Goal -
Starting with the line that contains "sky and record the coordinates." and going on through the last line, give those lines as a numbered list, skipping any blank lines.

Given data -

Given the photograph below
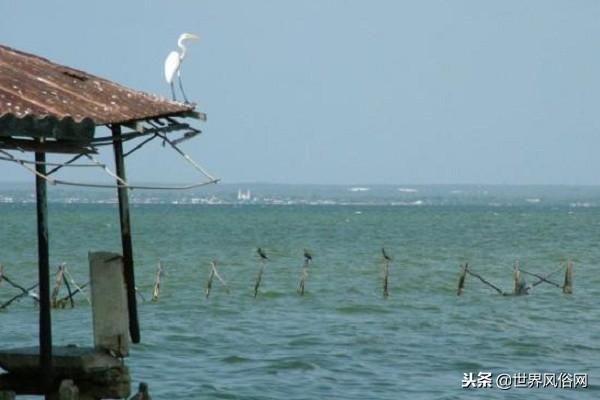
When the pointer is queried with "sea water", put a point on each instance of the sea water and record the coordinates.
(342, 339)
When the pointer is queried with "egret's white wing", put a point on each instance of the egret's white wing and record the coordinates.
(172, 63)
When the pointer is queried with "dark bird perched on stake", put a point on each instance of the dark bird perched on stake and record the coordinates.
(214, 273)
(263, 258)
(156, 287)
(262, 254)
(461, 279)
(142, 393)
(304, 276)
(386, 272)
(568, 286)
(385, 255)
(307, 256)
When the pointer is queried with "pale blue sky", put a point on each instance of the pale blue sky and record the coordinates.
(350, 91)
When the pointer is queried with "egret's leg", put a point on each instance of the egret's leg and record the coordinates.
(181, 87)
(173, 91)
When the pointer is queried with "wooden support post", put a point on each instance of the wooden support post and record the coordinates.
(45, 333)
(461, 279)
(568, 286)
(134, 327)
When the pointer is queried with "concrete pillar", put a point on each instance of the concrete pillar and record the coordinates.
(109, 303)
(68, 390)
(7, 395)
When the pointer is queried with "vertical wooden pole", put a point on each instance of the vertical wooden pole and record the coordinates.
(134, 327)
(45, 334)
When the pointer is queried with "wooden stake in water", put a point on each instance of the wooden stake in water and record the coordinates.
(57, 283)
(214, 273)
(386, 272)
(304, 276)
(461, 279)
(516, 277)
(156, 288)
(263, 259)
(568, 286)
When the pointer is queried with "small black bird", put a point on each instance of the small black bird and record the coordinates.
(385, 256)
(262, 254)
(142, 393)
(307, 256)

Reply to the task -
1. When the pointer is queried with "pale blue sky", put a point on each instance of the pale blue sky and record the coordinates.
2. (350, 91)
3. When the pointer is queried with "egret's leg", put a point on each instance of the egret's leg and record the coordinates.
4. (181, 87)
5. (173, 91)
6. When the pointer is queried with "wooden support post", put a point on each instance of the wooden support post and record the coordinates.
7. (45, 333)
8. (461, 279)
9. (568, 286)
10. (134, 327)
11. When the pointer is queried with "concrete pillar", put a point on each instance of the concrete pillar and record the coordinates.
12. (109, 303)
13. (68, 390)
14. (7, 395)
15. When the pointer is queried with "vertical wooden pole", put a point on each instance of the vertical wooden pole and record the coordinates.
16. (134, 327)
17. (45, 334)
18. When the pointer is queried with "wooden stake in water", put a point on each instance of the wooden stake in water and record the coordinates.
19. (57, 283)
20. (214, 273)
21. (386, 272)
22. (304, 276)
23. (461, 279)
24. (516, 277)
25. (156, 288)
26. (263, 259)
27. (568, 286)
28. When the pointer is queried with "small black bird", put a point on each instance of the small black bird and record the coordinates.
29. (385, 256)
30. (262, 254)
31. (142, 393)
32. (307, 256)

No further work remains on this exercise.